Acaba de aparecer su última novela, “Zazie en el metro”. ¿Hacía mucho que no publicaba nada?

-Unos seis o siete años, desde “El domingo de la vida”, en 1952.

 ¿Y por qué ese silencio? ¿No tenía tiempo de escribir? ¿Lo abandonó el deseo?

-Las dos cosas. En particular, no encontraba el tiempo necesario. Escribí las tres o cuatro primeras páginas en 1945 y no volví a retomar la historia hasta 1953. Hace cinco años. Empecé con el nombre, el título, el personaje… O, mejor dicho, la concepción del personaje. Se me apareció todo junto.

Su protagonista es Zazie, una niña de catorce años…

-Algo menos.

Bueno, creí haber leído en la novela que ella tenía catorce años…

-Sí, pero creo que el tipo que lo dice se equivoca. No lo recuerdo bien. En todo caso, es un error suyo. Yo soy el único que sabe realmente qué edad tiene.

■ **Tareas pendientes**:
**1.** Indica si cada afirmación concuerda con la entrevista, respondiendo sí o no y citando literalmente las palabras que lo deciden: (a) el entrevistado escribió las primeras páginas de la novela en 1945; (b) "El domingo de la vida" apareció en 1953; (c) según el entrevistado, Zazie tiene exactamente catorce años.
**2.** Copia de la entrevista el fragmento desde "Acaba de aparecer" hasta "-Algo menos.".

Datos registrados
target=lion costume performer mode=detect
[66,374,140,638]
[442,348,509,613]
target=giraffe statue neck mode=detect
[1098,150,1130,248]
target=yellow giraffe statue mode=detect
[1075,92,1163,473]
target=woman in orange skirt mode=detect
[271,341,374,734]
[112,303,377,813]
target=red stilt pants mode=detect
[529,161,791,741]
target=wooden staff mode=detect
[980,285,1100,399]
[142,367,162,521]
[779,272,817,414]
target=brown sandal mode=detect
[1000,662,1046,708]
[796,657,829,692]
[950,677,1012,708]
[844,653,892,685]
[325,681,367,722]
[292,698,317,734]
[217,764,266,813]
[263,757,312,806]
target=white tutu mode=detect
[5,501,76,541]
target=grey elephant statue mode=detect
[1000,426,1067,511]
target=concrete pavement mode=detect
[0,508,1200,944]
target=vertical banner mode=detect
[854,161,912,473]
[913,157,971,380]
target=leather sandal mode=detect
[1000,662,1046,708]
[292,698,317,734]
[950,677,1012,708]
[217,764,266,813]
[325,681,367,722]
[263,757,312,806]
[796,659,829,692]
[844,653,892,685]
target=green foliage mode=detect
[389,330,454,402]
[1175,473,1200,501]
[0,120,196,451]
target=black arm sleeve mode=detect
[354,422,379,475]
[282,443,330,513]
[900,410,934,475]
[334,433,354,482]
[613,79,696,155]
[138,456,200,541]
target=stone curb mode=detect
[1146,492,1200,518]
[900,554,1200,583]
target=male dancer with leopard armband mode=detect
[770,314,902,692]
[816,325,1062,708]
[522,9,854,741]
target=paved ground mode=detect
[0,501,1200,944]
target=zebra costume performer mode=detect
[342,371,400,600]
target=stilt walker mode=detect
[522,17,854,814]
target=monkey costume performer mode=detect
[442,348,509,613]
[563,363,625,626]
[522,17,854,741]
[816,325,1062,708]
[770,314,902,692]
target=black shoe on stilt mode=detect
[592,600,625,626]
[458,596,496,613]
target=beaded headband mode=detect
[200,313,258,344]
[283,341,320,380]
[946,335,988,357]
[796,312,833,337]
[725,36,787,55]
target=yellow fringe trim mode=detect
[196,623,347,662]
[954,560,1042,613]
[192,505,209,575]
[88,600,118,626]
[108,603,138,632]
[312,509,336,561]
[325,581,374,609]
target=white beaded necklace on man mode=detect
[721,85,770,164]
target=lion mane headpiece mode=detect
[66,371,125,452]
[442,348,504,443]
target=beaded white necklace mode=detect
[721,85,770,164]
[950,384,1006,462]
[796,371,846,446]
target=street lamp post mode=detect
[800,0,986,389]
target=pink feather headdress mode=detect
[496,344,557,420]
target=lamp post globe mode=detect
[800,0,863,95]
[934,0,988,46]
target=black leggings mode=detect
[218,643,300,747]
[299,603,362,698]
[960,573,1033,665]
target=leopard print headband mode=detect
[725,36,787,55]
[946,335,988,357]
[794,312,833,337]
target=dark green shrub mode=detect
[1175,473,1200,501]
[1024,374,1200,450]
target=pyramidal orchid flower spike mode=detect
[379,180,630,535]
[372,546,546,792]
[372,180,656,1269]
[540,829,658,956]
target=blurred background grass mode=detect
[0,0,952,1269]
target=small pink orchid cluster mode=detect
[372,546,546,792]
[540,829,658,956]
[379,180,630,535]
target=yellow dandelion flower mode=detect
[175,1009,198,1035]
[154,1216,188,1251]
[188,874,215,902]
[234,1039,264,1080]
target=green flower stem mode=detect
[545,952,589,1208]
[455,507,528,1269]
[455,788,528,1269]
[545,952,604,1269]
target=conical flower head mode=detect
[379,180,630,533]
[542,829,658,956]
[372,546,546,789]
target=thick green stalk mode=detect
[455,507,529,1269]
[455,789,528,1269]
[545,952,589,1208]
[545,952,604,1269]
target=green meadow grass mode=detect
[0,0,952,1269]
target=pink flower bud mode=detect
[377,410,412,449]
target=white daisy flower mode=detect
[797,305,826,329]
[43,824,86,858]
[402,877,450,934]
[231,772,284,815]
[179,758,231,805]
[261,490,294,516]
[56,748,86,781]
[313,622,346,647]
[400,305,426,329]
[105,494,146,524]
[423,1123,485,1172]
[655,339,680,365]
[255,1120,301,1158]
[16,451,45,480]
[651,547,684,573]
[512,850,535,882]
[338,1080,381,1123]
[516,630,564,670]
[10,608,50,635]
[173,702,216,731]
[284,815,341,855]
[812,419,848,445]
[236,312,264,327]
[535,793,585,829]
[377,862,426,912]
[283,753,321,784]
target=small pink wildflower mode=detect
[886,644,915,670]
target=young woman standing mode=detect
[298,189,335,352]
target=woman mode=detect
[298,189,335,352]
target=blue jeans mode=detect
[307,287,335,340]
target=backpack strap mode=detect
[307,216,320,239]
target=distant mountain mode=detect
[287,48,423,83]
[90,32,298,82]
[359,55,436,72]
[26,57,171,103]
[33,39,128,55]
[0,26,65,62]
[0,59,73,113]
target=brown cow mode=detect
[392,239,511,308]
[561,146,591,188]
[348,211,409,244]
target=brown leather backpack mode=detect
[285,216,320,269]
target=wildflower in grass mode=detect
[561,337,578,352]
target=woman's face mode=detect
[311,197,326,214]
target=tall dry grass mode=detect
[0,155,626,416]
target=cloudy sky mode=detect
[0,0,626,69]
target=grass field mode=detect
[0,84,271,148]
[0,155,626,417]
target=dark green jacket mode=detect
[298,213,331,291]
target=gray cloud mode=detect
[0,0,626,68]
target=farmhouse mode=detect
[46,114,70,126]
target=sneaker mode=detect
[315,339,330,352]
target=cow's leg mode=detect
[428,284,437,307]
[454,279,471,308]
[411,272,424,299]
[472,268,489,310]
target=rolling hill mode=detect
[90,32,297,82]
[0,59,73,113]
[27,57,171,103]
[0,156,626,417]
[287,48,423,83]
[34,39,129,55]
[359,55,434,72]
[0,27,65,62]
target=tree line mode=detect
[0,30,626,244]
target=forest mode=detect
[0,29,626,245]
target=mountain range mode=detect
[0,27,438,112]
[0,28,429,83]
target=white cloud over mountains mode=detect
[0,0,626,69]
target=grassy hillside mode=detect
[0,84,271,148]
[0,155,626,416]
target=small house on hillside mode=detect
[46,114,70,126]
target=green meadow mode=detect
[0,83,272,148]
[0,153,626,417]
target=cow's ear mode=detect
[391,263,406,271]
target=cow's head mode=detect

■ **Respuestas por tarea**:
**1.**
(a) Sí: "Escribí las tres o cuatro primeras páginas en 1945".
(b) No: "desde “El domingo de la vida”, en 1952".
(c) No: "Algo menos."

**2.**
Acaba de aparecer su última novela, “Zazie en el metro”. ¿Hacía mucho que no publicaba nada?

-Unos seis o siete años, desde “El domingo de la vida”, en 1952.

 ¿Y por qué ese silencio? ¿No tenía tiempo de escribir? ¿Lo abandonó el deseo?

-Las dos cosas. En particular, no encontraba el tiempo necesario. Escribí las tres o cuatro primeras páginas en 1945 y no volví a retomar la historia hasta 1953. Hace cinco años. Empecé con el nombre, el título, el personaje… O, mejor dicho, la concepción del personaje. Se me apareció todo junto.

Su protagonista es Zazie, una niña de catorce años…

-Algo menos.